◆ STATED EXERCISE:
Render the data as a Markdown table with the columns "No." and "Entry", starting with the line that contains "the blue jeans" and going on through the last line of the data, with one numbered row per line and blank lines left out.

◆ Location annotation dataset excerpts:
#####
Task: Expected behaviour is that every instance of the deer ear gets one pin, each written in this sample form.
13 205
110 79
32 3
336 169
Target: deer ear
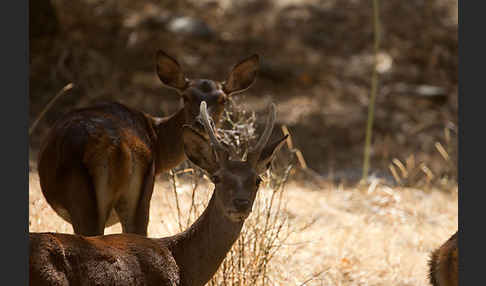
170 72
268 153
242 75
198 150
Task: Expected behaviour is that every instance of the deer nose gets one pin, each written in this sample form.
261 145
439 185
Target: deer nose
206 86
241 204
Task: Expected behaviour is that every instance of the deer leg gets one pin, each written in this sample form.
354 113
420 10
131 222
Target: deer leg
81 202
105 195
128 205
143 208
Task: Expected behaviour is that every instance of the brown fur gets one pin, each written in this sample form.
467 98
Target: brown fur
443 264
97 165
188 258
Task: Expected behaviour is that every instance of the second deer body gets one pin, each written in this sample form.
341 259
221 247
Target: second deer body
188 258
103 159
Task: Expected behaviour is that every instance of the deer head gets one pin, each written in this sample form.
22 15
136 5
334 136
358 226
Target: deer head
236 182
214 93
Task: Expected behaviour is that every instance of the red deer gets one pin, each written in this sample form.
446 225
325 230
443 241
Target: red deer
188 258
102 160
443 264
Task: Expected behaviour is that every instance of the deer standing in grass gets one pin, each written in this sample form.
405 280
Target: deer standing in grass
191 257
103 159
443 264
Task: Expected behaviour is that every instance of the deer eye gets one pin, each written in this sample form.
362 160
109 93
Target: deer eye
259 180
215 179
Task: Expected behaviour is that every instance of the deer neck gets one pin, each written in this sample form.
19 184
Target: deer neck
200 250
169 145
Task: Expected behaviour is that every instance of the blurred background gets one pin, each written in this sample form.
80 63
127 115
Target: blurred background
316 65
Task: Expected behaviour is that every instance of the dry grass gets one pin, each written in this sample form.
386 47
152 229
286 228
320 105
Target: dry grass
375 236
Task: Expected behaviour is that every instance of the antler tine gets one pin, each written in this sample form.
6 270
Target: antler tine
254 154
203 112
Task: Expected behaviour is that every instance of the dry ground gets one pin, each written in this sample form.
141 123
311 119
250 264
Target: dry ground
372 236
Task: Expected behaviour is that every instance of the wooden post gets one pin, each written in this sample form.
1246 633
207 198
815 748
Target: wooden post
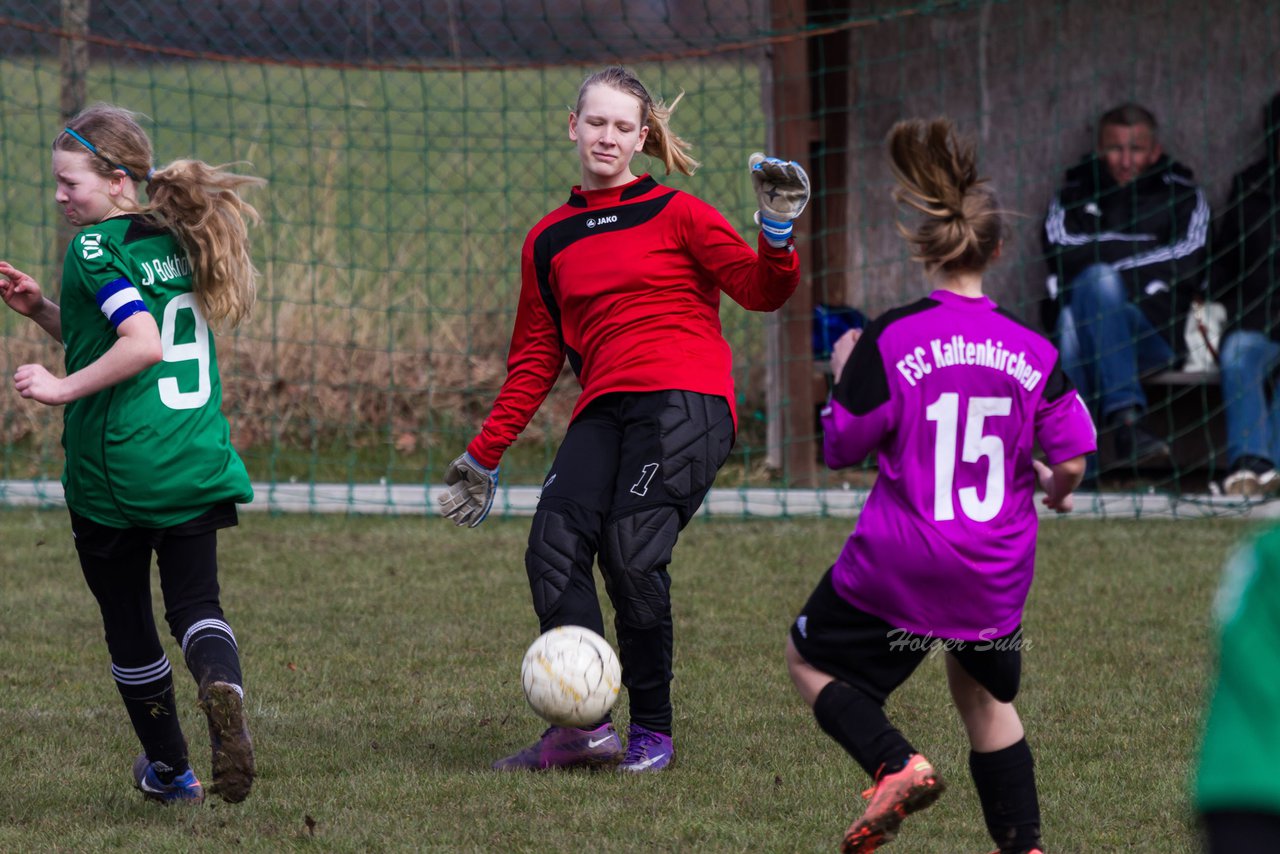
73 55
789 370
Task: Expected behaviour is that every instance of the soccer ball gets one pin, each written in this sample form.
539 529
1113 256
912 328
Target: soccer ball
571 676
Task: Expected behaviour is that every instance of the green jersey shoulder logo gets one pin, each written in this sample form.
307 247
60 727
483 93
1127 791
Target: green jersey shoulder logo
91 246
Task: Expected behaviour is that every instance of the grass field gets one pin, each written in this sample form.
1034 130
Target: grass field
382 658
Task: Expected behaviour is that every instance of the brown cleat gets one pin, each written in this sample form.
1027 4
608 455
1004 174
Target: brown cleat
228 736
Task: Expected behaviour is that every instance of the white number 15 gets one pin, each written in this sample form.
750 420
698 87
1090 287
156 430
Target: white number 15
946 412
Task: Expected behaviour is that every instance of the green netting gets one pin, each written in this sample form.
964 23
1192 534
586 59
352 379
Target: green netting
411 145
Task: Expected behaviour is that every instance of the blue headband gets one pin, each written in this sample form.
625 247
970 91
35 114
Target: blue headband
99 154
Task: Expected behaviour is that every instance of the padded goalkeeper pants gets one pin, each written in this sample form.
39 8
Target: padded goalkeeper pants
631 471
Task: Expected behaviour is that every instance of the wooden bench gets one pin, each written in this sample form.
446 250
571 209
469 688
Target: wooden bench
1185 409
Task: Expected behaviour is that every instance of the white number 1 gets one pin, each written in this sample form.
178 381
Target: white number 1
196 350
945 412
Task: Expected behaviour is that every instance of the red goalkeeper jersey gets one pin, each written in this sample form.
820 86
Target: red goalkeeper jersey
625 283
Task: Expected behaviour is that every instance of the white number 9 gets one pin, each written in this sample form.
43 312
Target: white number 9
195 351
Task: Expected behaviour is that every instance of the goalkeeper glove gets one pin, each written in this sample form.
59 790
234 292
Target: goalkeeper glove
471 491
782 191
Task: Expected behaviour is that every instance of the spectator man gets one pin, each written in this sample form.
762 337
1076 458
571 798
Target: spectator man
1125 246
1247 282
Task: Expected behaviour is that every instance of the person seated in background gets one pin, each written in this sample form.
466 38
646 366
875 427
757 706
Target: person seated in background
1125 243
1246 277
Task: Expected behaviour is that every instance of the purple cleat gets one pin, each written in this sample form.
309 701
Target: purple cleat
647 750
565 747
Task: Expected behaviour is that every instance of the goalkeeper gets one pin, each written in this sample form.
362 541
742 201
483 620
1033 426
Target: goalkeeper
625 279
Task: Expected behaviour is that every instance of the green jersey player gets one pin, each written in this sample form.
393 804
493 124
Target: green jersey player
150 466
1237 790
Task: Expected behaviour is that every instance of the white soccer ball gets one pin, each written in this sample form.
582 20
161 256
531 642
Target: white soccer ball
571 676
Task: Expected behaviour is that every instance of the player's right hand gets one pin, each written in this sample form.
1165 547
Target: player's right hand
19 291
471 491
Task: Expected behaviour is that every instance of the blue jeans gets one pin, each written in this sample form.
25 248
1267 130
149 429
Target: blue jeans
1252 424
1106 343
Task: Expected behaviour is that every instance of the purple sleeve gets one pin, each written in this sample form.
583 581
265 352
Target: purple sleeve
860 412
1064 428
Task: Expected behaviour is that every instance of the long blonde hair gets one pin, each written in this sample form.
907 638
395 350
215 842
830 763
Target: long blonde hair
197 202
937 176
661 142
#####
◆ SOLUTION:
| No. | Entry |
|---|---|
| 1 | Task: Expected behaviour is that every instance of the blue jeans gets one pin, each written in this sample form. |
| 2 | 25 248 |
| 3 | 1267 130 |
| 4 | 149 429 |
| 5 | Target: blue jeans |
| 6 | 1252 424 |
| 7 | 1106 343 |
| 8 | Task: Expected behaviour is that every instance of the purple sleeve gets one pin, each written in this sample form. |
| 9 | 583 581 |
| 10 | 265 352 |
| 11 | Target: purple sleeve |
| 12 | 860 412 |
| 13 | 1064 428 |
| 14 | Task: Expected behaviour is that every instance of the long blonde hair gets one pin, each written in this sample form. |
| 15 | 907 638 |
| 16 | 395 350 |
| 17 | 215 842 |
| 18 | 830 763 |
| 19 | Target: long blonde hair |
| 20 | 197 202 |
| 21 | 937 176 |
| 22 | 661 142 |